Work item: Transcribe the lines below exactly. No image belongs in the transcription.

Records shown:
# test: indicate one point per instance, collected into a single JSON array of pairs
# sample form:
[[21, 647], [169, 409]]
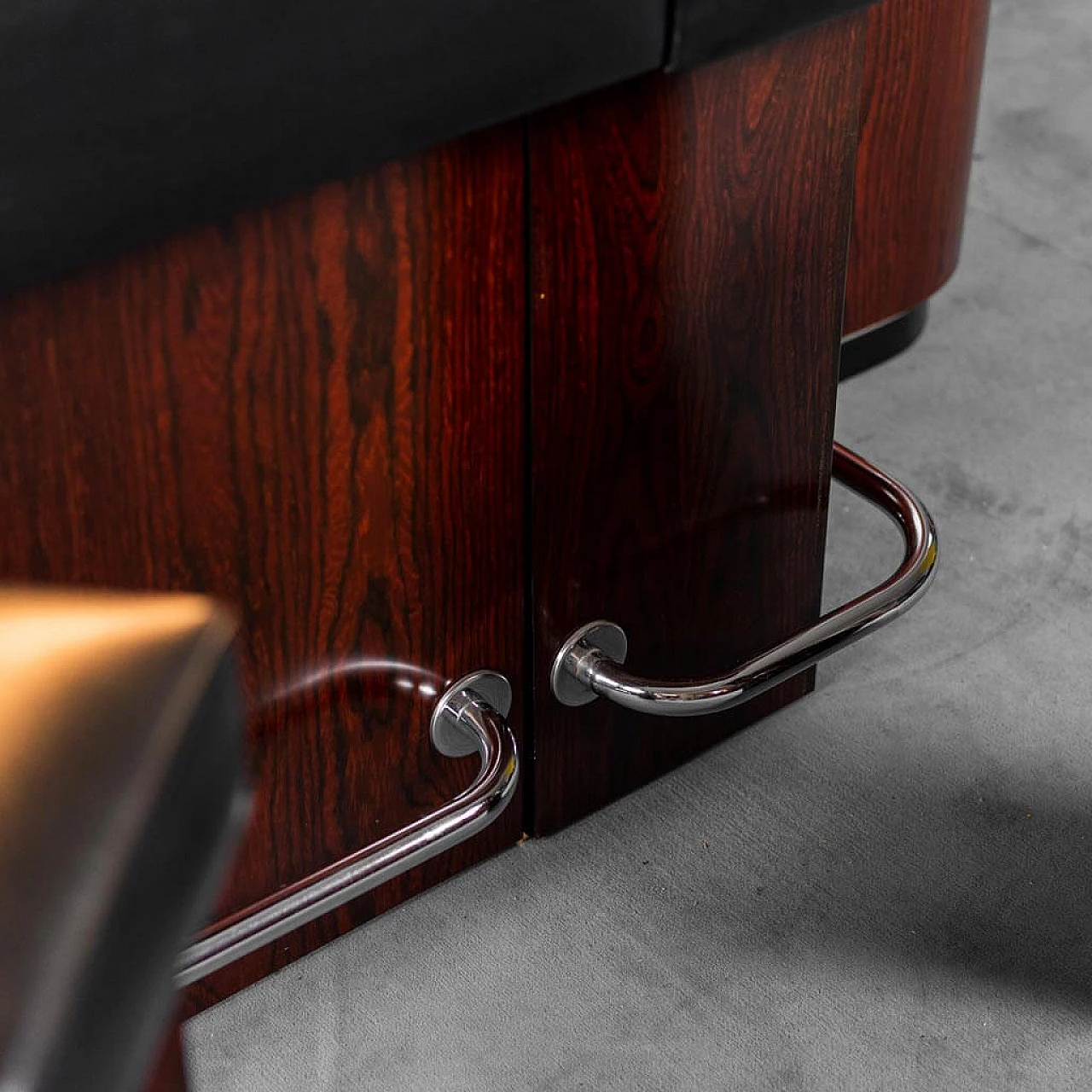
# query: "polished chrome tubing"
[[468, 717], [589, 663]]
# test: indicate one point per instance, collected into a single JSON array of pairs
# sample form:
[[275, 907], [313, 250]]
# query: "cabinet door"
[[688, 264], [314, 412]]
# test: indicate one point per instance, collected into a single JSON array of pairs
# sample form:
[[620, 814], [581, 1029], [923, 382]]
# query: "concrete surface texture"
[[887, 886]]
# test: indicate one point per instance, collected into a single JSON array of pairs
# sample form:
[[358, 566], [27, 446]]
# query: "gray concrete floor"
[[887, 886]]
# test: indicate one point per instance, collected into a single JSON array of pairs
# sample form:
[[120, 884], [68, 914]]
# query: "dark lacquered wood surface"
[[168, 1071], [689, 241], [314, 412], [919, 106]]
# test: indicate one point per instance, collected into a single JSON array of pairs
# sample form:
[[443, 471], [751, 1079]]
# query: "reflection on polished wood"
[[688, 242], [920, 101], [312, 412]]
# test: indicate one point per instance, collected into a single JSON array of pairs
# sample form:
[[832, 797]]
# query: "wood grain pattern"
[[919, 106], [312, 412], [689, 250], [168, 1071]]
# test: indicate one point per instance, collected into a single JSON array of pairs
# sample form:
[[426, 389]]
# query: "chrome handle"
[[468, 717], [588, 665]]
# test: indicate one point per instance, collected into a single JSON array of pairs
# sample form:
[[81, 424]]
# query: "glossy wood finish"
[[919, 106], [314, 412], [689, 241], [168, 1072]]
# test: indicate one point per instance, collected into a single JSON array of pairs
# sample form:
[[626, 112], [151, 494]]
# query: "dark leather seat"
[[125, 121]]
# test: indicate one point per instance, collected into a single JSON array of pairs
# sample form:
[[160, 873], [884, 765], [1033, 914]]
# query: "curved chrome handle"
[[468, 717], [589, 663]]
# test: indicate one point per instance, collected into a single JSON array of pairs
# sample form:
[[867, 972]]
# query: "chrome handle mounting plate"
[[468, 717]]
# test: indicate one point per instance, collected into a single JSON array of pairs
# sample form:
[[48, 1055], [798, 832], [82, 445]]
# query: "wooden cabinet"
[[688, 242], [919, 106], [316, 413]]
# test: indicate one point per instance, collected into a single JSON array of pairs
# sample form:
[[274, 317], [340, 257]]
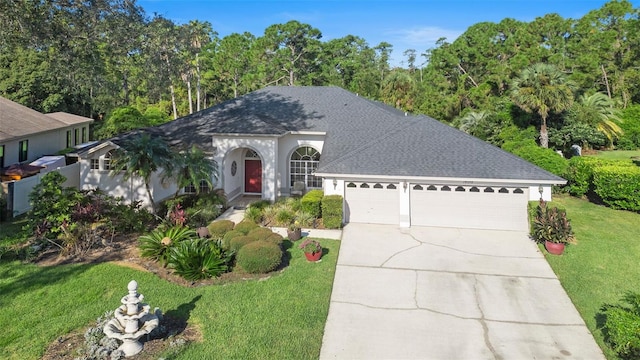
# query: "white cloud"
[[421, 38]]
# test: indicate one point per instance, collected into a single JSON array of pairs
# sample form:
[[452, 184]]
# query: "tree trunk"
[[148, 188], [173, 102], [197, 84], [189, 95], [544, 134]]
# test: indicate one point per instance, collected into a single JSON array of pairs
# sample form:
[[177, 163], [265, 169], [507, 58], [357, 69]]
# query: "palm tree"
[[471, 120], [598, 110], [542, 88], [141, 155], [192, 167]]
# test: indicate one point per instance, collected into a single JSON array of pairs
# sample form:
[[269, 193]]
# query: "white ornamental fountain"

Your solution:
# test: indicate one point per instance, collected into a single JSON array of pairs
# sample form:
[[21, 647], [169, 409]]
# query: "polished chrome tubing"
[[468, 717], [589, 663]]
# test: indicate one point per instance, collected into a single JSON array of pairs
# sample form:
[[275, 907], [313, 250]]
# query: "cabinet door"
[[688, 264], [314, 412]]
# test: indicate one point per instance, collected into a single JSON array of pairs
# sample form:
[[620, 814], [581, 1029], [923, 382]]
# query: "concrete surface texture"
[[887, 886]]
# test: indicate one point per instance, collected into a single JSON array of pairs
# sample form:
[[358, 566], [27, 446]]
# query: "gray concrete floor"
[[887, 886]]
# test: indicate one point per instance, collected into a single JSON array of pairs
# sample form:
[[120, 884], [68, 914]]
# query: "dark lacquered wood surface"
[[168, 1071], [689, 241], [314, 412], [919, 106]]
# test: indicate one point per instance, collected into a single JSON array of pairs
# sample form:
[[443, 471], [751, 1079]]
# query: "reflection on polished wood"
[[688, 242], [920, 101], [312, 412]]
# test: indicate one point per instance, collected into a single JSON array of pairs
# sample form:
[[832, 797]]
# query: "wood grain pattern"
[[919, 106], [312, 412], [689, 250], [168, 1071]]
# test: indicate one point per instance, collected into a single JSON array of pairs
# sample form:
[[426, 389]]
# query: "chrome handle"
[[468, 717], [588, 665]]
# test: indicate one point per instance, collected into a single JSON array of pairs
# sample form:
[[81, 424]]
# query: "glossy wood finish"
[[919, 106], [314, 412], [689, 241], [168, 1072]]
# test: indicate one point per instance, collected into a single JSON array of pairs
# sample form:
[[626, 112], [151, 494]]
# query: "dark leather seat"
[[125, 121]]
# test: indicate one point per instance, collected into a single JSON array of pairs
# sample form:
[[160, 873], [884, 765], [1033, 914]]
# query: "curved chrome handle"
[[468, 717], [589, 663]]
# test: indicate one point per instance, collected into a single JSON array of pairs
# sample form:
[[867, 972]]
# query: "chrome handle mounting plate"
[[468, 717]]
# test: indicate one point per instance, collected into a single JSON array of pairs
# sample form:
[[48, 1055], [798, 832], [82, 445]]
# query: "wooden cabinet"
[[688, 242], [919, 106], [316, 413]]
# test: indicate one point per instance, collected into a single JSON array of pairs
# sample form:
[[274, 317], [340, 257]]
# query: "white cloud"
[[421, 38]]
# test: indicate one point per instance, collected into a single JSON array of pairs
# sample form:
[[452, 184]]
# query: "tree trunk"
[[148, 188], [173, 102], [197, 84], [189, 95], [544, 134]]
# test: indicate one point per instance, collected into a single JSON array of pairs
# sample form:
[[177, 163], [265, 169], [507, 58], [357, 69]]
# query: "palm tree"
[[471, 120], [598, 110], [542, 88], [141, 155], [192, 167]]
# test: indicate one point per instance, collected into a single JSON array of pairs
# sample form:
[[269, 193]]
# query: "white ornamental fountain"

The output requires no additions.